### EXERCISE AIM
Could you transcribe each entry below exactly, minus the images?
---------- EXERCISE INPUTS ----------
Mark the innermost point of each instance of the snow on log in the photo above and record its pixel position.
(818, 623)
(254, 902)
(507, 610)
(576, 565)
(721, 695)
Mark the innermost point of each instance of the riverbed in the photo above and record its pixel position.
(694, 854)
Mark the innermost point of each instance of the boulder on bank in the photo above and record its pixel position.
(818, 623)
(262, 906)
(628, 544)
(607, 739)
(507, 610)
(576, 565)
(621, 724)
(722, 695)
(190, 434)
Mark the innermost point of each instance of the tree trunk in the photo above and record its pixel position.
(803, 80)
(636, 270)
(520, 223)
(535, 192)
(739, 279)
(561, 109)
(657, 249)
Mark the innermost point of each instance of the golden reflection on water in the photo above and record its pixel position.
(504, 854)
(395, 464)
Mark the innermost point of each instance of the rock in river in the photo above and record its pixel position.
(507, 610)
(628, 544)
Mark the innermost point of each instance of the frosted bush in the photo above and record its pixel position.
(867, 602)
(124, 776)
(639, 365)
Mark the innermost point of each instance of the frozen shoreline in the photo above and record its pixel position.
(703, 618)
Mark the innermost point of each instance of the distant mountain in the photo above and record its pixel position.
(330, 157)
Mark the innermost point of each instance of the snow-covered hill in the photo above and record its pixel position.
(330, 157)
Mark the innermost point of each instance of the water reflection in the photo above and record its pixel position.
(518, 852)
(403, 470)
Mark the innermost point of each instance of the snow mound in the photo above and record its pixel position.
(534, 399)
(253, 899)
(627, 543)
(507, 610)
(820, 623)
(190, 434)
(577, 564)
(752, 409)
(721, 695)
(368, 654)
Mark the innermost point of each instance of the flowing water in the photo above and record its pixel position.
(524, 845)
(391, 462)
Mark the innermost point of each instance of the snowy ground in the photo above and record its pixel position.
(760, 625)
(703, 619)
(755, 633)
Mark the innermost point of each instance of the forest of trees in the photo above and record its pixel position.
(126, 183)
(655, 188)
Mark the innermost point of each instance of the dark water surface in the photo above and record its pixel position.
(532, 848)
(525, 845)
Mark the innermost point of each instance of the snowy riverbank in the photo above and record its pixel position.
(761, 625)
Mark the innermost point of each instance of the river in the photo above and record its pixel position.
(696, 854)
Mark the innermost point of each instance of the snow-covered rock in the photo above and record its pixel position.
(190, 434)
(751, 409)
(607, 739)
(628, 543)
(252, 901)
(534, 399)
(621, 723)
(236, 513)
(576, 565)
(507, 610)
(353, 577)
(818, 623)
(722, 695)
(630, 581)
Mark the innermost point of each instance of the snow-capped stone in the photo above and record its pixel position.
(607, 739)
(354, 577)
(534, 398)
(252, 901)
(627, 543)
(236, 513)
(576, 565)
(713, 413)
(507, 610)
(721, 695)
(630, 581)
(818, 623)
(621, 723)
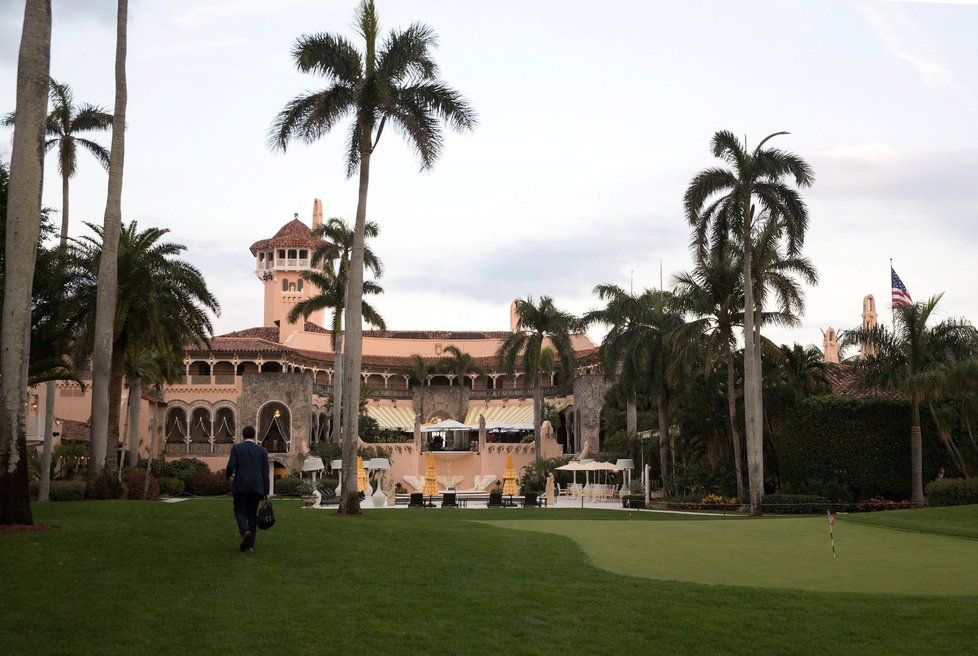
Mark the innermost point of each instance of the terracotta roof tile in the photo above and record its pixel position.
(293, 234)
----------
### RESPONSE TO THIS EXERCISE
Mark the innermost point of each instance of the snow on log in the photo above and record its pixel position.
(818, 623)
(254, 902)
(507, 610)
(576, 565)
(721, 695)
Mark the innermost point of each instance of the riverbed in the photo above and record its pixel position.
(694, 854)
Mark the innermost point of each instance of the boulder on bank in the photo above and record its pixel position.
(818, 623)
(262, 906)
(628, 544)
(607, 739)
(507, 610)
(576, 565)
(621, 724)
(722, 695)
(190, 434)
Mark the innermost point of each instance of the tree trunk in the photo above and record its pixel position.
(803, 80)
(636, 270)
(520, 223)
(535, 192)
(739, 279)
(561, 109)
(657, 249)
Mark the innermost point of each instance of the golden reflection on water in the photo above and record its pixel position.
(504, 854)
(395, 464)
Mark the innermost point of each instance of the rock in river in the photo above and record its pixel position.
(507, 610)
(628, 544)
Mark the innermost point of each instance of the frosted bush in the photo above and record its pixel position.
(867, 602)
(124, 776)
(639, 365)
Mark the innermost point of each instance of the frozen shoreline in the photo above and record its pixel position.
(703, 618)
Mark the innermost point of each instance of the distant mountain in the photo above and record its pixel position.
(330, 157)
Mark the innermost point of each instance of the snow-covered hill in the photo above and record its pixel position.
(330, 157)
Mark the innermost point of each instance of the water reflection in the photo above and record its pixel position.
(518, 852)
(403, 470)
Mark the innermost point of each instance of the snow mound in the photo above and record its pixel position.
(534, 399)
(253, 899)
(627, 543)
(507, 610)
(820, 623)
(190, 434)
(577, 564)
(752, 409)
(721, 695)
(368, 654)
Mark the innermost point of each instance of the flowing water in the photo above and record its pixel position.
(524, 845)
(391, 462)
Mark the innermost point of each instance of the snowy ground in the photo above and record its pixel position.
(760, 625)
(703, 619)
(755, 633)
Mark the innermost point of each instance of the forest of trees in the photo above and record its pixel position.
(126, 183)
(655, 188)
Mark the innermost point of each instance of the dark water surface in the photo above and record its pixel position.
(532, 848)
(525, 845)
Mark the innermost point of each instance of the snowy riverbank in the photo above and record its pixel position.
(761, 625)
Mark the innermost point of each instance of the river in the photo above and record its pixel position.
(696, 854)
Mark the innermost point of each instance of the snow-covered rock in the photo above and record its pixel position.
(190, 434)
(751, 409)
(607, 739)
(628, 543)
(252, 901)
(534, 399)
(621, 723)
(236, 513)
(576, 565)
(507, 610)
(353, 577)
(818, 623)
(722, 695)
(630, 581)
Mark the innermost point of each instance of the snow-capped stone in the photo above and record its pixel position.
(607, 739)
(354, 577)
(534, 398)
(252, 901)
(627, 543)
(236, 513)
(576, 565)
(713, 413)
(507, 610)
(721, 695)
(630, 581)
(818, 623)
(621, 723)
Mark the innermost point of each instance of the terracotta roof tile in the photo above and record its pixel position.
(293, 234)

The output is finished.